EXERCISE DETAILS – Continue the distribution agreement text below, picking up right after its last delivery clause.

The following Schedules annexed to this Agreement are integral to, and form part of, this Agreement:

 

Schedule A

Description of the Products

 

Schedule B

[Blank]

 

 

Schedule C

[Blank]

 

 

Schedule D

Quotas

 

 

Schedule E

Prices

 

 

 

 

 

 

 

 

 

 

ARTICLE 2 DISTRIBUTOR

2.1

Distributor.  

Subject to the terms and conditions of this Agreement, Company hereby grants to Distributor the exclusive right to offer to sell, sell, export or otherwise disposing of Products in the Licensed Territory for the Term (the “Purpose”) and the non-exclusive right to Use the Patents, Products, Names and Marks in the Licensed Territory for the Term in relation to carrying out the Purpose.

2.2

Sublicense  

Distributor may not sublicense to any Person for the Term, including Company, to carry out the Purpose except in accordance with the terms of this Agreement.

2.3

Quotas.

Subject to the terms and conditions of this Agreement, Distributor agrees:

(a)           to purchase Products in such minimum quantities as set out in Schedule “D” hereto per twelve-month period ending on each anniversary of the Closing Date for the duration of the Term (“Year”).

(b)           that during any Year, it may vary the quantity of units per type of Product that it purchases from Company if the total dollar amount spent by Distributor for the purchase of Products from Company in that Year equals the dollar amount that Distributor would have spent had it purchased the quantity of units per type of Product set out in Schedule “D” hereto.

2.4

Delivery.

Subject to the terms and conditions of this Agreement, Company agrees that in satisfaction of each order for Products from Distributor:

(a)

Company shall deliver all Products to Distributor promptly and FOB Destination;

(b)           Company shall deliver to Distributor only Products that meet or exceed the Health and Safety, bottling and labelling laws, regulations and standards of all jurisdictions of North America.

Object position labeling entries –
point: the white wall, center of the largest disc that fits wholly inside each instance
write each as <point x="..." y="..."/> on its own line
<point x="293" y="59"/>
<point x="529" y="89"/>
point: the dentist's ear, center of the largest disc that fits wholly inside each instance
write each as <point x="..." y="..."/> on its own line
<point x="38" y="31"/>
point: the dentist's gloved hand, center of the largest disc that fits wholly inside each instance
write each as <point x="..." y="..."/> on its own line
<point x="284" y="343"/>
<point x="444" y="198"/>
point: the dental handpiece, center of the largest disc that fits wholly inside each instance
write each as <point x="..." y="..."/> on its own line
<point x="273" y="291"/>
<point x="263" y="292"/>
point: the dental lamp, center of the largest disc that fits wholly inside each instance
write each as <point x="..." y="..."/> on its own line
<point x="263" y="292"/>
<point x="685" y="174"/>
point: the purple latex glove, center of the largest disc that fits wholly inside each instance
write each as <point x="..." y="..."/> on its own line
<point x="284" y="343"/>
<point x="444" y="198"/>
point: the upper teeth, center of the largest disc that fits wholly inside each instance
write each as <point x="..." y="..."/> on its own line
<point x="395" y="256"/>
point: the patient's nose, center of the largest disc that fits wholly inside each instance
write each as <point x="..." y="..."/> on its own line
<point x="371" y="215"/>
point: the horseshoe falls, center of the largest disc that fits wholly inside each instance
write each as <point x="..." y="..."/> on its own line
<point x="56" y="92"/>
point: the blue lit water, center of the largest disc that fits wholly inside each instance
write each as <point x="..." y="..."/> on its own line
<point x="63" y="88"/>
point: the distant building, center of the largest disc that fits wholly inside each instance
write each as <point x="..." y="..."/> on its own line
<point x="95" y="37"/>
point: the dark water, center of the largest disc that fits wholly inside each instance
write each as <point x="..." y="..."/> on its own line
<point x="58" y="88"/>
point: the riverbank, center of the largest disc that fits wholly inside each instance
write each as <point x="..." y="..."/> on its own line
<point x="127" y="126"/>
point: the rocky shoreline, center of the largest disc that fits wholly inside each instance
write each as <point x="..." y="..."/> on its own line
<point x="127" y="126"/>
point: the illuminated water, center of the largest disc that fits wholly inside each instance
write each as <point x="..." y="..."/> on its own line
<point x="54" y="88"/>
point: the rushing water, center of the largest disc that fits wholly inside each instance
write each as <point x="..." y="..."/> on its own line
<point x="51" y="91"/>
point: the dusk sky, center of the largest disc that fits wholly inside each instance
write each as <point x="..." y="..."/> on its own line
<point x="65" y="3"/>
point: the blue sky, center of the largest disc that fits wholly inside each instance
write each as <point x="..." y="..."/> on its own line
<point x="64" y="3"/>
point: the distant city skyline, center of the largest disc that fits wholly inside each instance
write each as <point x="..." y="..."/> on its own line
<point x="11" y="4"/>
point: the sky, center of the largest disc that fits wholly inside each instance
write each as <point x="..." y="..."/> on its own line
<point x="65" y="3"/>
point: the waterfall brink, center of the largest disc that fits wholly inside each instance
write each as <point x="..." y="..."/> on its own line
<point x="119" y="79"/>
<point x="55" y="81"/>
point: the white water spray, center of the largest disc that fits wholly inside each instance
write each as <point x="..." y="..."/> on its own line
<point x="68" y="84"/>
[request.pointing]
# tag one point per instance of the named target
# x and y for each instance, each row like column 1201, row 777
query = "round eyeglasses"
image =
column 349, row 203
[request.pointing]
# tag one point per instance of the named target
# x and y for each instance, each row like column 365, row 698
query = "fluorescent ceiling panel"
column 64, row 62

* * *

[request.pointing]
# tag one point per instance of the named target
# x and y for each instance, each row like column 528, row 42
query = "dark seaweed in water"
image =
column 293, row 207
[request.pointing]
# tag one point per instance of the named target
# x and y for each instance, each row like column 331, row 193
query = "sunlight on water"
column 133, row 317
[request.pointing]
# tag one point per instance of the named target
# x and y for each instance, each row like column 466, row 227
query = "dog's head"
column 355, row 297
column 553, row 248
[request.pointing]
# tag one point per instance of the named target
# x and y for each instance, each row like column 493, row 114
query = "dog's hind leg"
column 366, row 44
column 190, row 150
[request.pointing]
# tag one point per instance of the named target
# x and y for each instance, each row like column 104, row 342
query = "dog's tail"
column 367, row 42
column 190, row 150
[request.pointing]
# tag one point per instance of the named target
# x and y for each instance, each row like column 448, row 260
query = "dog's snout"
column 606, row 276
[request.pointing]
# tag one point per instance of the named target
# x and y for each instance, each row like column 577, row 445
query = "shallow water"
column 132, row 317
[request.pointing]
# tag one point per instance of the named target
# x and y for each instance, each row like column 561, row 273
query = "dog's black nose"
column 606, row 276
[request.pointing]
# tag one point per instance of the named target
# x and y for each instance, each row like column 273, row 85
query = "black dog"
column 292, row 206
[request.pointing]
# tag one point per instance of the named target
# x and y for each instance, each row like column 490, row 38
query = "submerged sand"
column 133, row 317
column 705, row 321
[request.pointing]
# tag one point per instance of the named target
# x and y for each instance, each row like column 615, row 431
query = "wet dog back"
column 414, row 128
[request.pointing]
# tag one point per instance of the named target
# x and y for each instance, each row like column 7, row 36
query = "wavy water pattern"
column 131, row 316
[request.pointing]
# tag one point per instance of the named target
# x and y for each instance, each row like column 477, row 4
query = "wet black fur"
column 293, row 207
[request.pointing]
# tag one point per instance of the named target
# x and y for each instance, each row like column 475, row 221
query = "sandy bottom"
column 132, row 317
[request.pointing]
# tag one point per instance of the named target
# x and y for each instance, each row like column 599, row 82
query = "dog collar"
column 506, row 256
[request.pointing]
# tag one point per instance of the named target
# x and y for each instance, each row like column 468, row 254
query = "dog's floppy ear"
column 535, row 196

TASK ANSWER –
(c)           Company shall deliver to Distributor only Products that are of first class commercial quality and manufactured strictly in accordance with the Products’ specifications.

ARTICLE 3 PAYMENTS

3.1

Payment and Delivery of Shares.

(a)           Subject to the terms and conditions of this Agreement, the Parties agree that Distributor shall pay Company Thirty Million (30,000,000) restricted common shares (the “Shares”) upon Closing of this Agreement.

(b)           The Distributor shall issue the shares from Treasury within seven days of the Effective Date. The shares will be held in escrow as a condition of the issuance of the Shares and released according to the terms and conditions of an escrow agreement governing the escrow and delivery or cancellation of the Shares to be agreed to and executed by the Parties.

(c)           Upon the delivery of notice of satisfaction of the Due Diligence review from Distributor to Company, Distributor shall pay the Shares to Company.

3.2

Tax.

Company acknowledges and agrees that it is responsible for all Taxes imposed on it in respect of the signing or performance of this Agreement and the receipt of the Shares.

3.3

Advice.

Company acknowledges and agrees that it has obtained legal advice from its own advisors with respect to the potential tax impact on it of in respect of the signing or performance of this Agreement and the receipt of the Shares.

ARTICLE 4 REPRESENTATIONS AND WARRANTIES

4.1

Company Representations and Warranties.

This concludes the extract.